-- Excerpt provided --
Eh, teachers make fine money. My wife is a teacher, and her salary alone is easily enough to pay for a middle-class lifestyle. The issue isn't the money but rather all of the obstacles put in the way of their jobs. I'd guess more than half of the average teacher's time is spent on paperwork and regulation compliance rather than teaching.

Sure, teachers aren't from any objective measure underpaid, the point was it's a bipartisan consensus that teachers should be paid more.

Fair

This isn't what happens - it's just even the increased teacher pay lags behind other white collar professions, so teachers feel underpaid. There are plenty of ways that a person could be upset with education spending, but administrators aren't stealing teachers' raises.

But yeah, many Republican's used the money for states in the American Rescue Plan to raise teacher's pay in many states (fully legally - not saying it was untoward that way), which is why in retrospect, as a partisan Democrat, the Democrat's should've not given largely Republican governors such a giant slush fund so they could look good to low-info swing voters (again, not a shot at low info voters, just a statement of fact), but instead maybe added a 2nd year of the expanded child tax credit, or something else along those lines. But, unfortunately, we overlearned the lessons of the 2009 recession where states and localities really did hit a massive funding crunch, which really didn't happen under COVID, something many people thought would happn.

Pennsylvania not banning abortion got you down? Panama Beach is looking lovely.

Yes indeed, how dare people who belong to a place have opinions about matters in that place! Don't they know that only certain people deserve to live there, and only certain opinions are correct? This place belongs to the right side of history and you don't get to stay here unless you fall in line. "Don't like it, move away" - hang on now, wasn't that supposed to be a racist slogan back in the day?

The statement you're responding to is explicitly declared to be at the partisan level. Responding with this level of vitriol is uncalled for when it's not someone trying to sneak in partisan rhetoric as dispassionate analysis.

I think the vitriol is borne from exasperation. A partisan saying things their tribe would have crucified people for saying 10 years ago, totally unbothered by the contradiction, is frustrating no matter what level it's declared at. Particularly if the conclusion they arrive at - if you don't like it you can leave - was one their tribe mocked mercilessly in their media for decades.

And if that were all the comment said, I would not have said anything. But if you give your argument without fighting the culture war, then throw in a "also, I personally like that this is happening", I would argue that this is not something someone else should get upset over.

Say what? It's just fighting the culture war with one element abstracted to the next level. It's not like they gave a completely non partisan and objective account of the situation and then said they were in favour of it, they gave a left wing assessment of the situation and then said they hope every republican moves to Florida. How do you come to the conclusion they weren't fighting the culture war?

Also it was specifically the last bit that upset me. Before that I thought they were just another moderate buying everything the msm sells, which is depressing, but not upsetting. Learning the op is both a proud leftist and on board with shipping people to Florida for political reasons is what aggravated me.

It doesn't need to be completely non-partisan, only reasonably so. The line in this place is that if you make a general effort to not come off as smuggling your opinions as facts, you don't get called out as a culture warrior. I think that post is reasonably non-partisan. Having a perspective isn't the same thing as being partisan, else we're down to maybe 10 people on this whole website who are allowed to post at all.

My larger point was that's the whole Florida advertisement right now - don't like the wokes ruining your state? Come to Florida!

I was just pointing out, it may be actually a bad thing for the GOP long-term if this continues to happen.

This is low effort and boo-outgroup. Bad combo. Do less of this.

-- Task requirements --
Return the portion of the discussion above from "The statement you're" up to and including "as dispassionate analysis.", copied word for word. Use only the discussion above.

-- Entries provided --
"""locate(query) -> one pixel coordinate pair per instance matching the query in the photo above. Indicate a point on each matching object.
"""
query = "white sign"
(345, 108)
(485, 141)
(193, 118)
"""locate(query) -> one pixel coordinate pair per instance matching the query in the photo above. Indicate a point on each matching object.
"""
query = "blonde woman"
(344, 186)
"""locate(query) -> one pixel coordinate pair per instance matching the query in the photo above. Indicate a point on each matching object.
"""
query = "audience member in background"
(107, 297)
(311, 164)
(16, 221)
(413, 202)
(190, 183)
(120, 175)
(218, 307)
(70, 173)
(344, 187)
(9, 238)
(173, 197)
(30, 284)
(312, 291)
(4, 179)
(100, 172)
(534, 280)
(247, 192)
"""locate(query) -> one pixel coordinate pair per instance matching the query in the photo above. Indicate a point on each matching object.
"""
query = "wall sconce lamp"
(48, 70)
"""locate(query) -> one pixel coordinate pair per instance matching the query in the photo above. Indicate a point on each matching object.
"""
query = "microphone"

-- Problem solution --
The statement you're responding to is explicitly declared to be at the partisan level. Responding with this level of vitriol is uncalled for when it's not someone trying to sneak in partisan rhetoric as dispassionate analysis.